### SELECTION:
┌──

Beer has come a long way since the days of the cask and leather flagons. In fact, the decision about what to put beer in for storage has plagued people for centuries. Before the days of refrigeration, before the days of pasteurization, beer storage was an issue. Beer had to be drunk quickly to keep it from spoiling.

The idea of putting beer in bottles was developed by a monk several centuries ago. He had put beer into a wine bottle to take on a picnic and left the beer in the bottle for quite some time. He came across it again much later in the beer was still fresh. That was beginning of bottled beer.

Sealing the beer bottle was the next big issue. Beer makers tried everything from wax to cork. The cork solution lasted hundreds of years, until wire loop closure was developed many years later. For a long time beer bottles were short, bell shaped and clothed with wires like mason jars.

Most beer makers embossed the name of their beer right into the bottle. This was before the days of labels, and embossing was the only way to let people know what kind of beer they were drinking. Embossing was used to label beer bottles well into this century, before the paper label was developed.

└──

### TASK A:
Answer these from the passage on beer bottles:
(i) Who developed the idea of putting beer in bottles?
(ii) What closure eventually replaced the cork?
(iii) Before paper labels, what did embossing let people know?
### TASK B:
Reproduce word for word the part of the passage on beer bottles starting at "Beer has come" and ending at "it from spoiling.".

### ITEMS:
┌──

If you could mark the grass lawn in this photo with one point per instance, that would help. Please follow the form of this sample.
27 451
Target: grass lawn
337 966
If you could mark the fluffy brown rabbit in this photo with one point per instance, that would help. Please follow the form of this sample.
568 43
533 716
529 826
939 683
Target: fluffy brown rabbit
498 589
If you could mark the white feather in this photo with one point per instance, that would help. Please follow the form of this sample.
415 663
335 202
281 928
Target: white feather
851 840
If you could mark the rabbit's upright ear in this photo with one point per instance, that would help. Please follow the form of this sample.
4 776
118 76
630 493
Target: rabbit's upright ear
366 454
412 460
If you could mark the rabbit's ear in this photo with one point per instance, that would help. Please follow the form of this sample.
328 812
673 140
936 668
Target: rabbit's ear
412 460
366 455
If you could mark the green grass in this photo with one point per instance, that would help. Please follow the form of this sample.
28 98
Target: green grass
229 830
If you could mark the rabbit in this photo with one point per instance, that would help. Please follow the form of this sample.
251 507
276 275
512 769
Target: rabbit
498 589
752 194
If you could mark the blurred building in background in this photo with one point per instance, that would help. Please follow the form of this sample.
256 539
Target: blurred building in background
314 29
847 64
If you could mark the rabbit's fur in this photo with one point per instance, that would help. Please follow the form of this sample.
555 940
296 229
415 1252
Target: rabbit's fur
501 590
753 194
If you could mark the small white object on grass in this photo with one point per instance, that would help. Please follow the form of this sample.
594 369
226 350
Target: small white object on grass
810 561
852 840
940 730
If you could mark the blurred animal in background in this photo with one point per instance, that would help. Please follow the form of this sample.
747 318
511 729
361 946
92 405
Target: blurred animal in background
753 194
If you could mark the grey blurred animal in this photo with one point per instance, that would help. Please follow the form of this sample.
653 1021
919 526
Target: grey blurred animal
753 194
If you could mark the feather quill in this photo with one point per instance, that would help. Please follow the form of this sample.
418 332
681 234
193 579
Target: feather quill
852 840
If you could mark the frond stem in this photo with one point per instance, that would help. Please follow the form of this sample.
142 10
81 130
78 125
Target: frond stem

└──

### CORRECT RESULT A:
(i) A monk.
(ii) The wire loop closure.
(iii) What kind of beer they were drinking.

### CORRECT RESULT B:
Beer has come a long way since the days of the cask and leather flagons. In fact, the decision about what to put beer in for storage has plagued people for centuries. Before the days of refrigeration, before the days of pasteurization, beer storage was an issue. Beer had to be drunk quickly to keep it from spoiling.